[Saved entries]
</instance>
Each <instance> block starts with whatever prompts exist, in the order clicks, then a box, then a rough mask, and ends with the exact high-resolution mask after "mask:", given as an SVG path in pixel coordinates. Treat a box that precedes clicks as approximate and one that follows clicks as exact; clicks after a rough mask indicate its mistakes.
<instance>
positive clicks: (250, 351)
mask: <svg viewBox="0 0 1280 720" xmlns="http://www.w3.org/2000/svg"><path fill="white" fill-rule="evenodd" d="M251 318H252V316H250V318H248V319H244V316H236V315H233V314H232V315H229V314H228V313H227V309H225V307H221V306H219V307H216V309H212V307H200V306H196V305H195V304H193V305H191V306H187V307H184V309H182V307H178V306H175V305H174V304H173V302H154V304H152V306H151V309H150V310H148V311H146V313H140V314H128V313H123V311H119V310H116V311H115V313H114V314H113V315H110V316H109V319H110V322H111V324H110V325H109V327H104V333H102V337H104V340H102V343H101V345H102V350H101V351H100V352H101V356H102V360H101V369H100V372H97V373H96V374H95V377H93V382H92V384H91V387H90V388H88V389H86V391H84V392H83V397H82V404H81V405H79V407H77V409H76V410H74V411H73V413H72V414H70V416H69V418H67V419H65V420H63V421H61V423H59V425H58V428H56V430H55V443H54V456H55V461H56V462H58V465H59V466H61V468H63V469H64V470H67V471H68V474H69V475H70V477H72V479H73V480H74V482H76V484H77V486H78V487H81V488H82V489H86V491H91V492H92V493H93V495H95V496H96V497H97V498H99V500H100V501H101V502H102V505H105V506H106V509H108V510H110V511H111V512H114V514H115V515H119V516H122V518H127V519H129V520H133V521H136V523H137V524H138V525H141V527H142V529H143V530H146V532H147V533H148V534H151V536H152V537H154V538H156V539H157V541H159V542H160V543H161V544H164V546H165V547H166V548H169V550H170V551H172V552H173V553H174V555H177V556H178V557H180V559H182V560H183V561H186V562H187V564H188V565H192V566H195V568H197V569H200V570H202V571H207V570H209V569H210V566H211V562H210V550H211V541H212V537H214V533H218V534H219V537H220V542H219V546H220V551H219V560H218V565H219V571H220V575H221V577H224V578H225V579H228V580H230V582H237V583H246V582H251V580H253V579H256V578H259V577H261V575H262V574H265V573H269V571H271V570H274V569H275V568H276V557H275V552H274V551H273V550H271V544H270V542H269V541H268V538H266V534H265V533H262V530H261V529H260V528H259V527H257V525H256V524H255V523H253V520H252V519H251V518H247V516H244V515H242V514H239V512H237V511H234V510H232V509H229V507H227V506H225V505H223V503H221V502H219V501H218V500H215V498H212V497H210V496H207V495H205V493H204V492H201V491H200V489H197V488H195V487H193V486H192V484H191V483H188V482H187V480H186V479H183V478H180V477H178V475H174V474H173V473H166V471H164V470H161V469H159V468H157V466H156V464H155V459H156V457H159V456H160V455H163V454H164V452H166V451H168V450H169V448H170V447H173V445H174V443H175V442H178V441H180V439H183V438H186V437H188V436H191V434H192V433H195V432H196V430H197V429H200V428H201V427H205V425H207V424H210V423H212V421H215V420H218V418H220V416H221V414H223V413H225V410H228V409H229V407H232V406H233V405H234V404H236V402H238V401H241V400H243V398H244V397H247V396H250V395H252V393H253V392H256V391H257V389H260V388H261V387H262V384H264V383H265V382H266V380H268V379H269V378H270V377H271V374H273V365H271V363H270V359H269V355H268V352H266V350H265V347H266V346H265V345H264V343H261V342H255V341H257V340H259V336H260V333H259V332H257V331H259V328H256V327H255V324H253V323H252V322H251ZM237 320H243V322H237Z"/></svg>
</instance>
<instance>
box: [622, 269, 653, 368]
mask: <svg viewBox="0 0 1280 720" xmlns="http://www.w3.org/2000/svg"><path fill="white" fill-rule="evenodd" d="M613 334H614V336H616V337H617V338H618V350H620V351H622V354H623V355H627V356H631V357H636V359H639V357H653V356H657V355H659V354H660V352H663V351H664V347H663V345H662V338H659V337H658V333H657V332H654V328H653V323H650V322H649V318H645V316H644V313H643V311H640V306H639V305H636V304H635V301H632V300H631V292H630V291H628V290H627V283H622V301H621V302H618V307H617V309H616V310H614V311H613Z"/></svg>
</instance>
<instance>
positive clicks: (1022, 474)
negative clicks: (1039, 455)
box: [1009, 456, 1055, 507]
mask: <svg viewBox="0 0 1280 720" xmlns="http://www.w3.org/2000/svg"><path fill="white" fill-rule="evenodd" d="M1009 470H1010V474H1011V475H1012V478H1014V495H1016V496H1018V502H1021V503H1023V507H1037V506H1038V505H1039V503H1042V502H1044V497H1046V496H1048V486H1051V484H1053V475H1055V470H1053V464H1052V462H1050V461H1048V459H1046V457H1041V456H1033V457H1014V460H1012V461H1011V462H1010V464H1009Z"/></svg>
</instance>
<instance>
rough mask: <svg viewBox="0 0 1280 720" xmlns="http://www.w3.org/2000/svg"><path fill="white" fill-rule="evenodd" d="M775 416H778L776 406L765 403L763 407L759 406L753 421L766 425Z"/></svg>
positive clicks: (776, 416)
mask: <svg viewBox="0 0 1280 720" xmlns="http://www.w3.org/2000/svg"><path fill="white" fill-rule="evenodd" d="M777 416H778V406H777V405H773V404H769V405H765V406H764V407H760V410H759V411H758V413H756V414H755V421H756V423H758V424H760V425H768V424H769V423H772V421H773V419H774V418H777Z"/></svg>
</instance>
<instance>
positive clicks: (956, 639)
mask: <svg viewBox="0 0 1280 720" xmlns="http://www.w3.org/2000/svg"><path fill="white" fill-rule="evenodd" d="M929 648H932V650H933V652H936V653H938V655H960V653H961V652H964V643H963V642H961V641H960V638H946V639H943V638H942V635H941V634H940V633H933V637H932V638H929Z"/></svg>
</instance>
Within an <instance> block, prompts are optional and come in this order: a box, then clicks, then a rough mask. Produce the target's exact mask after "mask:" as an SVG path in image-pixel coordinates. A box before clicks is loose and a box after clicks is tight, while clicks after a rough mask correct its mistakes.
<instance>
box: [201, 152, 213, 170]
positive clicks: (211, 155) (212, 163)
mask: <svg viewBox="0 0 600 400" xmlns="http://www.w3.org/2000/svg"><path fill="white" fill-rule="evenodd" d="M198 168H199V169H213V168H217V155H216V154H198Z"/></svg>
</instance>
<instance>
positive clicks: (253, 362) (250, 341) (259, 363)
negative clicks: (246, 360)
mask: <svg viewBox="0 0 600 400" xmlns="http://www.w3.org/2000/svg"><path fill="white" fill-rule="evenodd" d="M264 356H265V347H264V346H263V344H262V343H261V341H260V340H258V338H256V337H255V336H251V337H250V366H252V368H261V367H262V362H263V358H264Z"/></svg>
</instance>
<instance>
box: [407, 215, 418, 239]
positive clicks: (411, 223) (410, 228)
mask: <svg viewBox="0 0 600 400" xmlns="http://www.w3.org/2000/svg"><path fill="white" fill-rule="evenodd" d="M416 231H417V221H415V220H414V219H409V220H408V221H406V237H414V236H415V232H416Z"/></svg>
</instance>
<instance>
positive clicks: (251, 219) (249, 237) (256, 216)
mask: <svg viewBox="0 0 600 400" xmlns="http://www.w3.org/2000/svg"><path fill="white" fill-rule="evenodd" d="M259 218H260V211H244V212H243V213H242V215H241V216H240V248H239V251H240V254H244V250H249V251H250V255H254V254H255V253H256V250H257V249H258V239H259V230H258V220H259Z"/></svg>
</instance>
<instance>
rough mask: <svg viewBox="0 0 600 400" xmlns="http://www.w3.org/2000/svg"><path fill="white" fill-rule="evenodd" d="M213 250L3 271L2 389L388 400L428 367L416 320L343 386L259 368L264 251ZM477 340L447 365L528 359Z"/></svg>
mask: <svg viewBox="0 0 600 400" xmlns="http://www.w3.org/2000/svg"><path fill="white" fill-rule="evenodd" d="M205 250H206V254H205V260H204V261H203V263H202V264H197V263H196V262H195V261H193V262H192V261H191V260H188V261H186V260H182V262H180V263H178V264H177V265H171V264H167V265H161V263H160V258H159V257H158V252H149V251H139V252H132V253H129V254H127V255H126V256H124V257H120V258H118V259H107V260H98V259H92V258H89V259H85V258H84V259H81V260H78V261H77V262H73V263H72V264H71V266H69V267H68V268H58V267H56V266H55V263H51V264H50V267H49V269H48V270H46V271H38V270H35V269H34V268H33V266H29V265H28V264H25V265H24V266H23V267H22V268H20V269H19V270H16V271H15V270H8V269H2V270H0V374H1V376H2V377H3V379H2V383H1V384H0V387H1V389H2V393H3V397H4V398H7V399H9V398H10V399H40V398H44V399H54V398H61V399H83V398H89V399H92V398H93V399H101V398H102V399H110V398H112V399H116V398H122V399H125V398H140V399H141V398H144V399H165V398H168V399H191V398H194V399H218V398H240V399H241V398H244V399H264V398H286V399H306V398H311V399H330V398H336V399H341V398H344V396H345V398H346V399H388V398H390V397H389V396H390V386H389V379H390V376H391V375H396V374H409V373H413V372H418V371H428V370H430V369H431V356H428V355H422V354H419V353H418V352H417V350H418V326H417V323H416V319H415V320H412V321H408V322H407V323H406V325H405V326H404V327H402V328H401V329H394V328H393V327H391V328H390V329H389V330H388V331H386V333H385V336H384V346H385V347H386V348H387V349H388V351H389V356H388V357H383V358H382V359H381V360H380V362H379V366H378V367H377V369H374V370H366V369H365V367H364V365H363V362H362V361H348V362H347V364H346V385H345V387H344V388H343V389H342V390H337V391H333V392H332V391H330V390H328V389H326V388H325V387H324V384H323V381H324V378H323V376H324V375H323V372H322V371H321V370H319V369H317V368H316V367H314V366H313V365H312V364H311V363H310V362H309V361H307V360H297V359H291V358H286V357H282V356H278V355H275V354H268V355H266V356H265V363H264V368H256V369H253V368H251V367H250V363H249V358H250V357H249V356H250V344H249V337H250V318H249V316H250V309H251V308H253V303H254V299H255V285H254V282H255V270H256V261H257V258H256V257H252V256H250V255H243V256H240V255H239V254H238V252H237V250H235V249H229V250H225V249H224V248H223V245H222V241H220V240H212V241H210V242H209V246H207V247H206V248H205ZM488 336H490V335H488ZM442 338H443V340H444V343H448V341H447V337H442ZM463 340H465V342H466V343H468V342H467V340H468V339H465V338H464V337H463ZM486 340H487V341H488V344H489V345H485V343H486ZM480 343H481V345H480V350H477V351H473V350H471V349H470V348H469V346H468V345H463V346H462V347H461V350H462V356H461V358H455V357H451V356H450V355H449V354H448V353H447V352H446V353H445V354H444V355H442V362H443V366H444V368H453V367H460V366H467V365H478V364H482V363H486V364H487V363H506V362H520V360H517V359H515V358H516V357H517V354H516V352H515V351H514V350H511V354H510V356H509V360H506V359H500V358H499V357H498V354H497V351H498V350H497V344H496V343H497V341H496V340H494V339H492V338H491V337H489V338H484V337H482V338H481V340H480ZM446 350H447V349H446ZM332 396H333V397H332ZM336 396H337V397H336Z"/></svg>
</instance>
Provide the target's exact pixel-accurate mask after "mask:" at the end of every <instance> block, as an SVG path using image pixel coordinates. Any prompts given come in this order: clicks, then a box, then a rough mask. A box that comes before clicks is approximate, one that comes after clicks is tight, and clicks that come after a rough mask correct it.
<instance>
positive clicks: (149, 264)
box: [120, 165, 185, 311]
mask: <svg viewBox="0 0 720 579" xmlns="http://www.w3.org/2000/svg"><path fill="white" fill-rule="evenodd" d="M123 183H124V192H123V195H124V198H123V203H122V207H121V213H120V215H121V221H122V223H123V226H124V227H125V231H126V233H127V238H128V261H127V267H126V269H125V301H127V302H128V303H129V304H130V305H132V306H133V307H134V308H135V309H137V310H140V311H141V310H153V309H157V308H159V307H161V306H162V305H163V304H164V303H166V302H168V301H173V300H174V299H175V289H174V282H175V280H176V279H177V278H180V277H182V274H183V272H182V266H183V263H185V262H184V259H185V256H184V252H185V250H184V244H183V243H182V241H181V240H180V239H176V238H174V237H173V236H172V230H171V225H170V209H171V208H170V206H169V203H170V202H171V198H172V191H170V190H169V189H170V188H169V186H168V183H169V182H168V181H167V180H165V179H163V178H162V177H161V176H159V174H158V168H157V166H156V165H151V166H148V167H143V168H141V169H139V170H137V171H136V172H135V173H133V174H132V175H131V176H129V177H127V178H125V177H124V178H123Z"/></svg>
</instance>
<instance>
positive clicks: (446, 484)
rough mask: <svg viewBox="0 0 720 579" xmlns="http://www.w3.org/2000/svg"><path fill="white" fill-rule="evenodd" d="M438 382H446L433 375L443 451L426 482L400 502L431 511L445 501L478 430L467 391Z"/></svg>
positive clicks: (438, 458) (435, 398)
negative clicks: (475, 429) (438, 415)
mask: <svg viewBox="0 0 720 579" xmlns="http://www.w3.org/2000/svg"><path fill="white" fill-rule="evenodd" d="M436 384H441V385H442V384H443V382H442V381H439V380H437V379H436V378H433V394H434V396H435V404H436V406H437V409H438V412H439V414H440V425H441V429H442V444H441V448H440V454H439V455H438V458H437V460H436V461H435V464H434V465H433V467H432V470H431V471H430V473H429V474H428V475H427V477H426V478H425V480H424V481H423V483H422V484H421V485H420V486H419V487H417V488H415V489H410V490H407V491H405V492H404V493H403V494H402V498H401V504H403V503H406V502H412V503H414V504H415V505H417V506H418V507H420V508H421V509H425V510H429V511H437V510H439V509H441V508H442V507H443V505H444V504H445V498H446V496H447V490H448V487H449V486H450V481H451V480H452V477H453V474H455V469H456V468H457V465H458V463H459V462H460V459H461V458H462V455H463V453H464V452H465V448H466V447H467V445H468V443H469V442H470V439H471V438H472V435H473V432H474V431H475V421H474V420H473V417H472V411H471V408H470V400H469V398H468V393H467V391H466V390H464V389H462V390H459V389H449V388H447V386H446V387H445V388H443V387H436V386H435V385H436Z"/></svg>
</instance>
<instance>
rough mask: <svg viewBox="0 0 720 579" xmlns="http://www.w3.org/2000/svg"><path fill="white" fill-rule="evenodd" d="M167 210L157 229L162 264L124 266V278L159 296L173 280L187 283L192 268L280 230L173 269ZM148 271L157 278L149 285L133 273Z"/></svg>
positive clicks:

## WHAT YOU SHOULD DO:
Please reproduce the items word for word, from their first line through the line containing "positive clicks: (250, 351)", including both of those lines.

## RESULT OF THIS EXERCISE:
</instance>
Each <instance> block starts with whatever prompts exist, in the order clicks, then a box, then a rough mask, and ends with the exact high-resolution mask after "mask:", given as an SVG path in pixel coordinates. Treat a box that precedes clicks as approximate and one that follows clicks as exact; clicks after a rough mask indicate its mistakes.
<instance>
positive clicks: (250, 351)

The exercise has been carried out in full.